• TRAVAIL À FAIRE:
1. Résumez le paragraphe du passage sur Ștefan Doru Dăncuș qui commence par « Détenteur de plus de 40 prix » en une phrase plus courte qui garde ses faits principaux.
2. Recopiez mot pour mot, s'il vous plaît, l'extrait du passage sur Ștefan Doru Dăncuș compris entre « Détenteur de plus » et « Grinta de Cluj-Napoca. », ces deux bornes incluses.

• PASSAGE CHOISI:
******
Ștefan Doru Dăncuș «est un jeune écrivain polyvalent, poète,prosateur,essayiste,journaliste,publié dans de nombreuses publications littéraires.
Détenteur de plus de 40 prix dans divers concours littéraires nationaux,l’auteur a publié divers livres de poésie,des poésies-essais, de la prose dans lesquels son besoin viscéral d’amour et de justice occupe une place centrale .
« Scrum »-« Cendre » est le titre de son dernier volume de poésies, publié en 2010 aux éditions Grinta de Cluj-Napoca.
La version française appartient à la poétesse et traductrice Hermine Cîmpean qui a su bien résoudre le dilemme pas si simple d’une traduction dans une autre langue, en s’occupant tout aussi bien du sens mais aussi des équivalences sonores ou rythmiques.
******
• LIGNES DE DONNÉES:
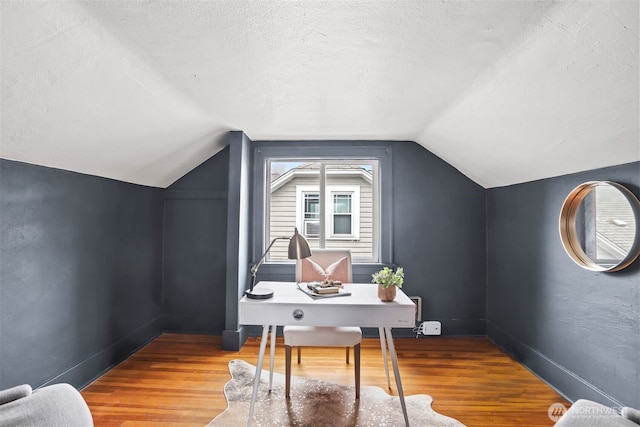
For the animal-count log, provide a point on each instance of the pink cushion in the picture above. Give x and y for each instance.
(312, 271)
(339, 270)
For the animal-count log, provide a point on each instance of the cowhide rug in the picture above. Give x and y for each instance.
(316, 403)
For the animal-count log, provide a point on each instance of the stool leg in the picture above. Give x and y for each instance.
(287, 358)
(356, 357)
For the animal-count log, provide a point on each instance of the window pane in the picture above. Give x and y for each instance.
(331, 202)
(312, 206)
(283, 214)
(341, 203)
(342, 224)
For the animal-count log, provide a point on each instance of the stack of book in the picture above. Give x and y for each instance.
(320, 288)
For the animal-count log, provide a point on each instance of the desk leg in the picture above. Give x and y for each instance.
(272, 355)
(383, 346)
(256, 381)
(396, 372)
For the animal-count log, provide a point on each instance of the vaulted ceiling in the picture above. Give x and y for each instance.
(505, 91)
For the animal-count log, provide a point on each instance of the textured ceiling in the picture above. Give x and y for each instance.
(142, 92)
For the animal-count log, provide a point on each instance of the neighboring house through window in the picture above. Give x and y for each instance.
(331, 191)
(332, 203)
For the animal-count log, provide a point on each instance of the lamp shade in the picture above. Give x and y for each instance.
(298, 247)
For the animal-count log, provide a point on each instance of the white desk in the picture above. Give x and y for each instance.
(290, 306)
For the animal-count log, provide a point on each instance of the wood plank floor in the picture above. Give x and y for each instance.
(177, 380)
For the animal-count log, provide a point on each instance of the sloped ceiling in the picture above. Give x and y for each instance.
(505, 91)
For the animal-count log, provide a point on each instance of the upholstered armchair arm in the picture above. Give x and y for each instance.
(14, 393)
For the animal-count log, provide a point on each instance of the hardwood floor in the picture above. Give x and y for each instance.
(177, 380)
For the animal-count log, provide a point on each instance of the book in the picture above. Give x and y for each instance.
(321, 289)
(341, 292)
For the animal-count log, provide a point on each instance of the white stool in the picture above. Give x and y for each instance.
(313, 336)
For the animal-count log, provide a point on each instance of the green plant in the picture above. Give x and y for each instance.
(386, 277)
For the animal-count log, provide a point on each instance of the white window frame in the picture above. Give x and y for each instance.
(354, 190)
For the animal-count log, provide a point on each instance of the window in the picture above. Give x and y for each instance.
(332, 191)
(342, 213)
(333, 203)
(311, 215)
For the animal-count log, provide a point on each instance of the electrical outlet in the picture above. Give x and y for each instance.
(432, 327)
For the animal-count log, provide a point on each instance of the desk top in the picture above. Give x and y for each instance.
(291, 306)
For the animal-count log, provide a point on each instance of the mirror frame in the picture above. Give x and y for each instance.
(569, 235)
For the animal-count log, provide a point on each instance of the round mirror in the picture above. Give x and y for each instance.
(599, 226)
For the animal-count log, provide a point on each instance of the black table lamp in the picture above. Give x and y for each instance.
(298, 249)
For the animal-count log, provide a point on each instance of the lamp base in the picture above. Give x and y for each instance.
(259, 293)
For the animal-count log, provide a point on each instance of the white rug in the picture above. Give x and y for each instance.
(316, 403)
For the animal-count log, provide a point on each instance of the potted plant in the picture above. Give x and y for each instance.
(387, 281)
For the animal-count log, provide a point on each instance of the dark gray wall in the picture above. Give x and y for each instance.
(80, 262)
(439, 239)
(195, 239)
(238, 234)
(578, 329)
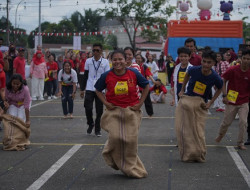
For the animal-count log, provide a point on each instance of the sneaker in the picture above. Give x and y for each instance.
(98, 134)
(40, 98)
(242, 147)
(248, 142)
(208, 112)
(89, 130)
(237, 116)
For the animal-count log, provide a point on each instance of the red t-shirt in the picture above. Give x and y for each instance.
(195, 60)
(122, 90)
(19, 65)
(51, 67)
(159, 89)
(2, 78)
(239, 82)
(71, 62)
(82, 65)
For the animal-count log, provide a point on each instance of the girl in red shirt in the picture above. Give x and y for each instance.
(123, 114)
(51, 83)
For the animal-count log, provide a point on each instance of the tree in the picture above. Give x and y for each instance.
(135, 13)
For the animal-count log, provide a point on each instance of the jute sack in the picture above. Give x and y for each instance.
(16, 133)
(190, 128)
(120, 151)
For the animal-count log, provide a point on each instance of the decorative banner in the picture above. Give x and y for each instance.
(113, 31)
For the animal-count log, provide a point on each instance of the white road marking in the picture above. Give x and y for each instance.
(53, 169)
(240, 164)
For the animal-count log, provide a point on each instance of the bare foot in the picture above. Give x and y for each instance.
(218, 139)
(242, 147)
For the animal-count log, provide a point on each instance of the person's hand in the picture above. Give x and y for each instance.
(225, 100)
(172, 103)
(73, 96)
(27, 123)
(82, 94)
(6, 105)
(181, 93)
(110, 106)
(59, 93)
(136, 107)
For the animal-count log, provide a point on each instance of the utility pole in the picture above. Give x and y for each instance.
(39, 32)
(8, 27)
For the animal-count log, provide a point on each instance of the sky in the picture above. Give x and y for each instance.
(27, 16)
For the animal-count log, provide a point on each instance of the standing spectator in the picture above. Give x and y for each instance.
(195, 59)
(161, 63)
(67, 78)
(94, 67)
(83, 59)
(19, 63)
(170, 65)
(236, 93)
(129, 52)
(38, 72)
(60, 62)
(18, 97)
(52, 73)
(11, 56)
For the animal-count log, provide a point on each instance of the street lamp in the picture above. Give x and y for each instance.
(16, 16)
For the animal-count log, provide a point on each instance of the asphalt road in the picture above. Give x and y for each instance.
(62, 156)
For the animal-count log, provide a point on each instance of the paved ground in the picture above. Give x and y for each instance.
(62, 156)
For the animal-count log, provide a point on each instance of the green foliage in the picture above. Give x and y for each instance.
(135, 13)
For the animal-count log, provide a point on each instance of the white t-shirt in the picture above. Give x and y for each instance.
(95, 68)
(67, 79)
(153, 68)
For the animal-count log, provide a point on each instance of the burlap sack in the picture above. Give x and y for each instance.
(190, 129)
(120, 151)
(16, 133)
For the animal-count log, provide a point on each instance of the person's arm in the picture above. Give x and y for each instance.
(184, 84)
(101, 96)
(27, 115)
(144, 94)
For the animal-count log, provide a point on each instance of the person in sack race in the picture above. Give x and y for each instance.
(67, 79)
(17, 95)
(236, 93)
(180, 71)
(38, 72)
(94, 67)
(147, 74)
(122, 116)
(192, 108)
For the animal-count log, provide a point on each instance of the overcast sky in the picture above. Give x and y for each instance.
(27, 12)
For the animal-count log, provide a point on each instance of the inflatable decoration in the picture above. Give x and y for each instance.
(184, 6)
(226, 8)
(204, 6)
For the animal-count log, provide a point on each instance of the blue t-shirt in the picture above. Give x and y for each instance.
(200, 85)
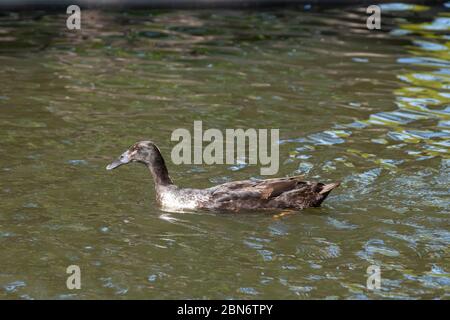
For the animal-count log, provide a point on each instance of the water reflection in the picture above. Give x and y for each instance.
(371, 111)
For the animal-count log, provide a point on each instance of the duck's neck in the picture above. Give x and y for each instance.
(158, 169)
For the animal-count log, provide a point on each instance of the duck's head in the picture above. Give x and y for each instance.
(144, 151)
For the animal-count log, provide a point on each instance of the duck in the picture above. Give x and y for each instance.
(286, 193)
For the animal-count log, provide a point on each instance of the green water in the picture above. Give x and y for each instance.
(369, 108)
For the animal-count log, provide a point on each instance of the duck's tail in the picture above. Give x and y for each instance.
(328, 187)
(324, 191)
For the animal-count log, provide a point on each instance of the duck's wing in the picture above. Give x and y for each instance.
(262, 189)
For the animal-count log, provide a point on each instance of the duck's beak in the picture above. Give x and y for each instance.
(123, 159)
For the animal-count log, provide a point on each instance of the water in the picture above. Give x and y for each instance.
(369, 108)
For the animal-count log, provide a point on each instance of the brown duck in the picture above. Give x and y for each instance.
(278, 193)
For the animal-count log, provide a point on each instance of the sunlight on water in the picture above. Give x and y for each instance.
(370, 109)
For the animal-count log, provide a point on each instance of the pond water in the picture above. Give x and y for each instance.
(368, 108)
******
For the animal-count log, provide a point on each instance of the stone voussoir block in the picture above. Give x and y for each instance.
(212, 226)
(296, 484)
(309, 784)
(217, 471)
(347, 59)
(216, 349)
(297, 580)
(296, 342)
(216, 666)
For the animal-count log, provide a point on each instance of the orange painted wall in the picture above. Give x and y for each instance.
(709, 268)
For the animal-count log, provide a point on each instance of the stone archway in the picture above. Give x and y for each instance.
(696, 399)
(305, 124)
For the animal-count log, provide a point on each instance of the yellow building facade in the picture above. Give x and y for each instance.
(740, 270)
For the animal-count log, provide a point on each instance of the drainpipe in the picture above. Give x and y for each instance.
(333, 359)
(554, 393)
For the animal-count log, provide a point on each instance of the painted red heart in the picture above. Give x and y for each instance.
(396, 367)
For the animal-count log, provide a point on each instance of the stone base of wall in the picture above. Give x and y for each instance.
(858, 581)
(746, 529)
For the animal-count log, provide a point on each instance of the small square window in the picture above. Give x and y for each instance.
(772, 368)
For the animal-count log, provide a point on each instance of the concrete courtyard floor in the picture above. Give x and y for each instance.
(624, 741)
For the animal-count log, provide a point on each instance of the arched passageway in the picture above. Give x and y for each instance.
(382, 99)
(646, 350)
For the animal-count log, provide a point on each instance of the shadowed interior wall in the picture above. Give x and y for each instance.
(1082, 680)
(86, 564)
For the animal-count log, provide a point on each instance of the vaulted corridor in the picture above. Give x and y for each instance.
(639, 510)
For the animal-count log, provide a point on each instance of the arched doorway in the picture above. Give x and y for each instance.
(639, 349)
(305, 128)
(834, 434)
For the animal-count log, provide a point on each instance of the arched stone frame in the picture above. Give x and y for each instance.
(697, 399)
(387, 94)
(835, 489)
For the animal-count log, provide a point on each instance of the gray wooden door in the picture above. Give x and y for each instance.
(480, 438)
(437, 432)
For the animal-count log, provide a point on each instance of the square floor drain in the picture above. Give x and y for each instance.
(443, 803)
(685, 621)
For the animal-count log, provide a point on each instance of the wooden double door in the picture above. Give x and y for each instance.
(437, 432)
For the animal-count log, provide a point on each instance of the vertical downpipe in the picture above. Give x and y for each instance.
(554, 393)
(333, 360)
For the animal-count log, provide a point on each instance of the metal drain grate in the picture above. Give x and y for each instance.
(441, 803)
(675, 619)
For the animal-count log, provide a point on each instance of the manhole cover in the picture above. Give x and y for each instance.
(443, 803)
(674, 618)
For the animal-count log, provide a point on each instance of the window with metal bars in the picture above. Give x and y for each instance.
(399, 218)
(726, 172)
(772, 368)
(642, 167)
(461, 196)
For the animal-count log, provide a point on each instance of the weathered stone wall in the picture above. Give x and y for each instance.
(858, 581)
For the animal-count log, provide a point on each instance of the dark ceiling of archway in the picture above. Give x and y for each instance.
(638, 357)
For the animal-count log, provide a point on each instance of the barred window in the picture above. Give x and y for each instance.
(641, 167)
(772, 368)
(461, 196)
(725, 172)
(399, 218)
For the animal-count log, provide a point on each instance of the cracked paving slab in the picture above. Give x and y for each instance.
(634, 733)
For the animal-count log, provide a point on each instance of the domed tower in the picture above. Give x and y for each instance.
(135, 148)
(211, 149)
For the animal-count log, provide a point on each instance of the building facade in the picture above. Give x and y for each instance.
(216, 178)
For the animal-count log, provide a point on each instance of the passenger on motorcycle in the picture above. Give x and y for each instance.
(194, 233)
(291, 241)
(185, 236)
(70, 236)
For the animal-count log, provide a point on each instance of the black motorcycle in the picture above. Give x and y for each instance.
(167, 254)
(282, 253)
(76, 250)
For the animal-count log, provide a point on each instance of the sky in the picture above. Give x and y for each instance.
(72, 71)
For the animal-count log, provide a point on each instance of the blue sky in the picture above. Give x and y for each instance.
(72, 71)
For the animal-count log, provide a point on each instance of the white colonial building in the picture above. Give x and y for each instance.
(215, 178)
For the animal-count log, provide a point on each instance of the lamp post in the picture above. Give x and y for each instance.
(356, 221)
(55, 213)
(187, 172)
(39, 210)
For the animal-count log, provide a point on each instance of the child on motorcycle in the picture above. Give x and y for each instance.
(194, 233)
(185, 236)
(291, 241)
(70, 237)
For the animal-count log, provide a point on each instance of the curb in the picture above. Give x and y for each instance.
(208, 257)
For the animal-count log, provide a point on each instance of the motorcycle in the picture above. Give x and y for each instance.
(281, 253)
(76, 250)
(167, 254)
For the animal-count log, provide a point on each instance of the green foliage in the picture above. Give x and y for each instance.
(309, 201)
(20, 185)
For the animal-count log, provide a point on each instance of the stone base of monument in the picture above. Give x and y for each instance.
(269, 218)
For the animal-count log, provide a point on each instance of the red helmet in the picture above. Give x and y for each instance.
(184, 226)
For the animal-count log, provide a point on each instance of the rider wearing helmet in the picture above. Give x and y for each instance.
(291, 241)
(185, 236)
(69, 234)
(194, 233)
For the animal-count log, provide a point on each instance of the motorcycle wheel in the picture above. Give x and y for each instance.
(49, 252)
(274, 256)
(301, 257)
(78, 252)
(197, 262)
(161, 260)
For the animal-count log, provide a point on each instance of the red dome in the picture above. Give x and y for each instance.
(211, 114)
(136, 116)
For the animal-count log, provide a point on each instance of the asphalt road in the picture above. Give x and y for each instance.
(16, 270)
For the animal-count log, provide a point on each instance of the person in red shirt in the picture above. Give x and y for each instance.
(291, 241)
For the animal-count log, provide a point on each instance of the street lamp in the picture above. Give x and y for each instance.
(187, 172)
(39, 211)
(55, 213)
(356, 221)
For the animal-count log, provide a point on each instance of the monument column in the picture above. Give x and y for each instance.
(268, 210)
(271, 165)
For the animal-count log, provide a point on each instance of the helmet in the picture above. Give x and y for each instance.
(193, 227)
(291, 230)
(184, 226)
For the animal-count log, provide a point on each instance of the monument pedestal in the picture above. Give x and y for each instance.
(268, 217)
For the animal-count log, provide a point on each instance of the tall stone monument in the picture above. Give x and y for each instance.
******
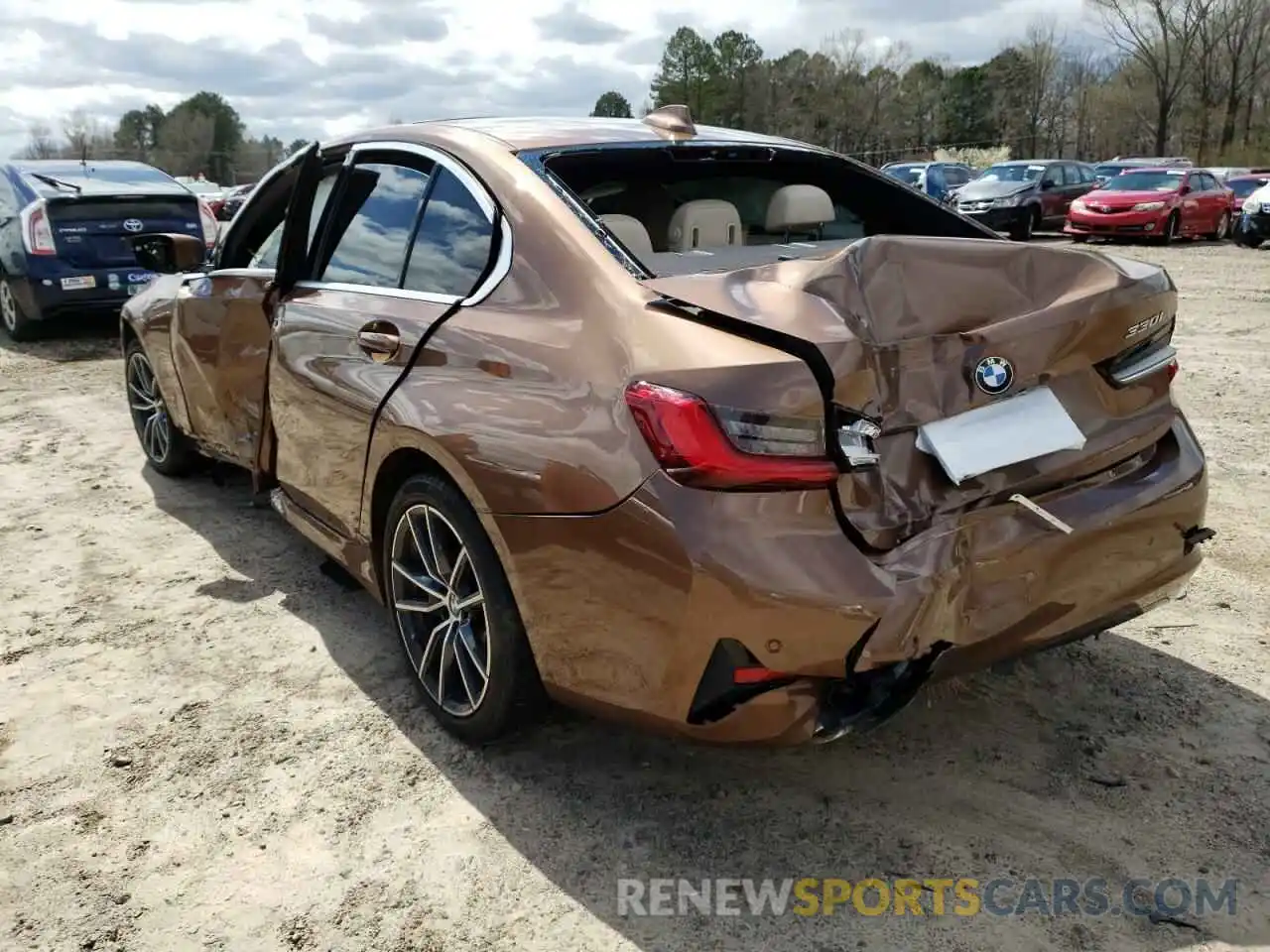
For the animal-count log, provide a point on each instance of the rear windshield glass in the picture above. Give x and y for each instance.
******
• RÉPONSES PAR TÂCHE:
1. Lauréat de plus de 40 prix de concours littéraires nationaux, l’auteur a publié de la poésie, des poésies-essais et de la prose où son besoin viscéral d’amour et de justice occupe une place centrale.

2.
Détenteur de plus de 40 prix dans divers concours littéraires nationaux,l’auteur a publié divers livres de poésie,des poésies-essais, de la prose dans lesquels son besoin viscéral d’amour et de justice occupe une place centrale .
« Scrum »-« Cendre » est le titre de son dernier volume de poésies, publié en 2010 aux éditions Grinta de Cluj-Napoca.